* [Data records]
[start]
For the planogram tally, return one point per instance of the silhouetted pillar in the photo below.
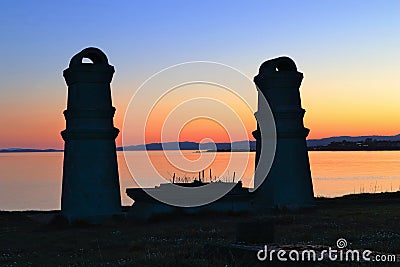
(288, 183)
(90, 190)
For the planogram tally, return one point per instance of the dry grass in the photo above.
(366, 221)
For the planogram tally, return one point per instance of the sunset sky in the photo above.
(349, 52)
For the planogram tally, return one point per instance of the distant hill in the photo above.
(236, 146)
(327, 141)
[end]
* [Given request]
Without the pictures, output the full listing exactly as it stands.

* [Final answer]
For the planogram tally, return one point per instance of the silhouetted pillar in the photo below.
(288, 183)
(90, 190)
For the planogram tally, return one point per instance of the dry grass in the photo above.
(366, 221)
For the planogram tally, return one point per instance of the sunset sky in the photo above.
(349, 52)
For the planogram tally, return one point per instance of the distant hill in the photo above.
(236, 146)
(327, 141)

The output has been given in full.